-- BEGIN READING TEXT --

The result in the two following examples is different:
EXAMPLE 1
a = 845
b = int("8"+"4"+"5")
print(a == b) # True
print(a is b) # False
EXAMPLE 2
a = 845
b = 840+5
print(a == b) # True
print(a is b) # True
How can it be explained? Why in the first case the same integer is kept in two different memory slots in the pile?
I expected the result to be the same (True) in both cases.
>Solution :
Another question provides good context on this issue, but this is a bit different to the cases mentioned there (but it comes down to the same thing in the end). Even though only integers between -5 and 256 are cached and return True for is checks, the same happens for hardcoded integers, since they are compiled as constants and are not allocated.
Using compiler explorer makes this a bit easier to understand. First example can also be written as
a = 845
b = int("845")

-- END READING TEXT --
-- BEGIN STORED DATA --

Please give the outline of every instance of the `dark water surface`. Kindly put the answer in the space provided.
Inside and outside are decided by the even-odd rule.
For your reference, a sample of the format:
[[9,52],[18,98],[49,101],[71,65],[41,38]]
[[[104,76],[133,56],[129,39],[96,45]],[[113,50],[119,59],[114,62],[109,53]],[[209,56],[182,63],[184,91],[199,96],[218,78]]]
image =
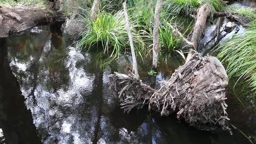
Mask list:
[[[127,74],[131,57],[102,69],[98,53],[69,47],[59,29],[39,27],[1,39],[0,143],[3,139],[5,143],[249,143],[235,129],[232,135],[198,130],[175,115],[161,117],[147,109],[124,113],[108,89],[108,76]],[[173,57],[160,61],[157,81],[182,64]],[[150,66],[147,59],[139,64],[148,85]],[[255,136],[255,112],[232,93],[228,97],[230,122]]]

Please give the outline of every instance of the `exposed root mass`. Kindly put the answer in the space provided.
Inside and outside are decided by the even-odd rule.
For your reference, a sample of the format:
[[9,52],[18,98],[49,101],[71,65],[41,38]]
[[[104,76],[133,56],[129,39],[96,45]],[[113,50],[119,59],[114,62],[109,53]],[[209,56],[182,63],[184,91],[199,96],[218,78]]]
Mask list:
[[148,104],[149,109],[162,116],[176,113],[200,129],[227,129],[225,88],[228,78],[221,63],[214,57],[201,57],[197,53],[179,67],[168,81],[156,90],[133,78],[115,73],[110,85],[125,111]]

-- END STORED DATA --

In the text about comparing integers with "==" and "is", list every expression assigned to b. Answer only from the text.

*WRITTEN RESPONSE:*
- int("8"+"4"+"5")
- 840+5
- int("845")